• [Dataset content]
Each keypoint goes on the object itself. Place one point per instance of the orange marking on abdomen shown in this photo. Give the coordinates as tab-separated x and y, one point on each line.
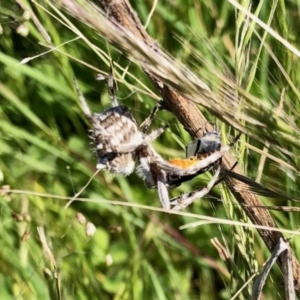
187	162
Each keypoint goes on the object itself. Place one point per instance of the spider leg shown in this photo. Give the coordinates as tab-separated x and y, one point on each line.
183	201
129	147
111	85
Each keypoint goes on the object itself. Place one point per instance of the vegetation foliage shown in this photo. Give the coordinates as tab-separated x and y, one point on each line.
114	242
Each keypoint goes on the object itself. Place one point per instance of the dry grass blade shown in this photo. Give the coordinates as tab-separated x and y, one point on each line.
136	43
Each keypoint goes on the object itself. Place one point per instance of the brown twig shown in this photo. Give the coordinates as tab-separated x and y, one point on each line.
192	119
126	23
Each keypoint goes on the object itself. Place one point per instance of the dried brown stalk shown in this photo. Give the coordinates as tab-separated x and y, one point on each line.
192	119
121	14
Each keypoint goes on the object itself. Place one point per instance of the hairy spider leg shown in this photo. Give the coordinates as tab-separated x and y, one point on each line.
183	201
116	135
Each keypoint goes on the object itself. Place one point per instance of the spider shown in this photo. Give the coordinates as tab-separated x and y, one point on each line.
119	142
116	135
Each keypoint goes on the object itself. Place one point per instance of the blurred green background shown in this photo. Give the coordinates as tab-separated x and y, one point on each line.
46	157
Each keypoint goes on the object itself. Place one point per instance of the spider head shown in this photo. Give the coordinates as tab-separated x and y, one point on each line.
209	143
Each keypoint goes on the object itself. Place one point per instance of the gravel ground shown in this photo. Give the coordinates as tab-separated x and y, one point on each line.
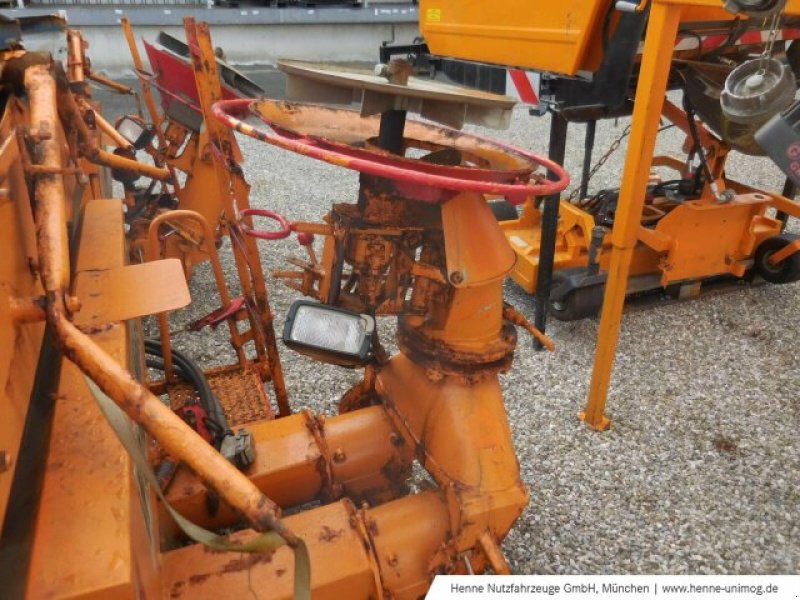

• [What is needed] Print the material above exactly, skipping its images.

• [Solution for this problem]
Each keypoint goes on the object itself. Place one point per instance of the orange marking on abdomen shown in this photo. Give the coordinates as tab-separated x and y, one point on each line.
187	162
Each keypoint goes on the object itself. Place one point per instance of the spider leg shown in this photo. Give the coordinates as tab-separated x and y, one point on each line.
183	201
129	147
111	85
Each keypoint goes on the object itself. Place one point per instance of the vegetation foliage shown in this photo. Give the coordinates as tab-separated x and y, one point on each line.
114	242
Each keypoint goes on the object itself. Place one point per instance of the dry grass blade shown in this photo. Give the coordinates as tab-separated x and y, one point on each line.
136	43
Each keypoint goes on the object itself. Place one point per instance of the brown twig shown in this photo. Give the coordinates as tab-separated x and y, one point on each line.
192	119
126	23
Each keypoint goes on the object itself. Place one point per instance of the dried brown stalk shown in this photo. Give the coordinates as tab-separated x and y, one point on each line.
192	119
121	14
Each keypoint goes on the object itself. Place one point per instance of the hairy spider leg shown in this photo. Give the coordinates as tab-separated x and y, one point on each line.
183	201
116	135
Each keypoint goes on the object itself. Place one point per instance of the spider shown in this photo. Give the coordinates as tab-separated x and y, one point on each line.
119	142
116	135
Each keypoint goes on the object itself. Place one point per instance of the blurred green background shown in this photo. Give the coordinates as tab-separated x and y, one point on each line.
46	157
Each keypoint goes on the object itself. Place one point per instance of the spider head shown in this photo. Give the coordinates as tab-separated x and y, one point on each line.
209	143
Each keypoint goes on the object itself. Place one point per instance of the gravel ground shown in this photo. Give the coordinates as tab-separated x and y, one point on each line.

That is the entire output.